— start of QUOTED TEXT —
Overall, I think you're right in that "inversion" does make sense,
now that other stuff is better aligned.

At least when there is spurious error, I think ioctl's should stop
responding and driver should not do anything useful anymore. I.e.,
it should go out-of-service.

I don't think the driver should tear-down, just stop servicing
VM's and responding ioctl's.

Possibly thish should be also right action for other errors than
"insufficient entropy" but I'm open for comments for this.
— end of QUOTED TEXT —
— start of RECORDED DATA —
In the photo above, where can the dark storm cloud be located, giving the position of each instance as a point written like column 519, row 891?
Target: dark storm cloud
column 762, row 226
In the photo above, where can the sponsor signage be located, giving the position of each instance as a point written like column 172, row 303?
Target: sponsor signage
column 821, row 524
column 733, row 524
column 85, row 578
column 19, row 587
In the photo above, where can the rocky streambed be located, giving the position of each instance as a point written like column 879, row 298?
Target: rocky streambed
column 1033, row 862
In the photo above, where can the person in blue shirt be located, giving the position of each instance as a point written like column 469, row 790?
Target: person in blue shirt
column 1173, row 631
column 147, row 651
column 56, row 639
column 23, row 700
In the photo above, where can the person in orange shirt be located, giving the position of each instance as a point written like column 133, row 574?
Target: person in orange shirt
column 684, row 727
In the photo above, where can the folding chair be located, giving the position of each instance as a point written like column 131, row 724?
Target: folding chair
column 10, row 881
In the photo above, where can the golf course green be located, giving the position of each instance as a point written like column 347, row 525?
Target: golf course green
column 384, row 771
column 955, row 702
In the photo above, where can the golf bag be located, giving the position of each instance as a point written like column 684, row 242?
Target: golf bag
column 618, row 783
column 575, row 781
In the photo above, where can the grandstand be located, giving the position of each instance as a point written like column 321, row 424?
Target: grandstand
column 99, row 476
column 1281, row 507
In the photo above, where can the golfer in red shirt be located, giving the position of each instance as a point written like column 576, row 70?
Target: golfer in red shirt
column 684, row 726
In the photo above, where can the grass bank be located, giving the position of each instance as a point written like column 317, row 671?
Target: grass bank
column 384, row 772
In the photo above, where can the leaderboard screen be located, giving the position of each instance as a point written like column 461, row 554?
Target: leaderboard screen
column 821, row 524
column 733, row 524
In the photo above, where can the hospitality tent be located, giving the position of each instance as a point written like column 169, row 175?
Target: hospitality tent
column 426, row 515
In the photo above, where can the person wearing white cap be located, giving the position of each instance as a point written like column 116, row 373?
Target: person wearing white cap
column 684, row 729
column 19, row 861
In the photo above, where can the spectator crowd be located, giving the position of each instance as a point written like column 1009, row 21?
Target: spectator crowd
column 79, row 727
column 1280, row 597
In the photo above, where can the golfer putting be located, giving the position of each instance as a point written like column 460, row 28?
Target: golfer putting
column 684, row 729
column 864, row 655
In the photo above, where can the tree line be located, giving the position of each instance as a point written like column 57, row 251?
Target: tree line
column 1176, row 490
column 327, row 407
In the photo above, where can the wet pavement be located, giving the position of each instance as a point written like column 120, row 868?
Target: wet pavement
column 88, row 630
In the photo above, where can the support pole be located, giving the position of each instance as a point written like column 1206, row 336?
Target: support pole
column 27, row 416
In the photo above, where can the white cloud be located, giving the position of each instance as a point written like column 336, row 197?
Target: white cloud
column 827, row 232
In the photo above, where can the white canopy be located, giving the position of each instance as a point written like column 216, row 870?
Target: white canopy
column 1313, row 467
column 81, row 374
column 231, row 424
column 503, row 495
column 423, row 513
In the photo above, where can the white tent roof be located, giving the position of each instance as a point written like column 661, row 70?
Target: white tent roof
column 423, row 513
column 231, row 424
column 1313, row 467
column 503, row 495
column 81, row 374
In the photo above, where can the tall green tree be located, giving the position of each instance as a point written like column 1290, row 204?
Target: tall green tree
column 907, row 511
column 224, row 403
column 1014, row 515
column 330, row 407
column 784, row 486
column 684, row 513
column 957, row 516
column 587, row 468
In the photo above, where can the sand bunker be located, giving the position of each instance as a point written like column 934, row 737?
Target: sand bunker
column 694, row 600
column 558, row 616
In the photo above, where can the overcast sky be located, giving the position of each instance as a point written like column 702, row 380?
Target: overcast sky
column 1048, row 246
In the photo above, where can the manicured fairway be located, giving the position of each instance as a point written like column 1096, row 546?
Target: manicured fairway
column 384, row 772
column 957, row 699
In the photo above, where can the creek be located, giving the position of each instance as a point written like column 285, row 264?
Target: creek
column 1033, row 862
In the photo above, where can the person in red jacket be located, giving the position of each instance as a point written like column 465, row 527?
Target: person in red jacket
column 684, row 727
— end of RECORDED DATA —
## TASKS
(a) Decide whether each statement agrees with the quoted text, answering yes or no and quoting the words of the text that decide it: (i) On a spurious error, the driver should tear down. (ii) On a spurious error, ioctl's should stop responding. (iii) The writer invites comments on whether the same action suits errors other than "insufficient entropy."
(b) Answer these questions from the quoted text, one a line:
(i) What does the writer agree makes sense?
(ii) What state should the driver go into when there is a spurious error?
(iii) Instead of tearing down, what should the driver stop doing?
Use only the quoted text to answer.

## THE RESULTS
(a)
(i) No: "I don't think the driver should tear-down"
(ii) Yes: "ioctl's should stop responding"
(iii) Yes: "I'm open for comments for this"

(b)
(i) "Inversion" makes sense now that other things are better aligned.
(ii) It should go out-of-service.
(iii) It should stop servicing VM's and stop responding to ioctl's.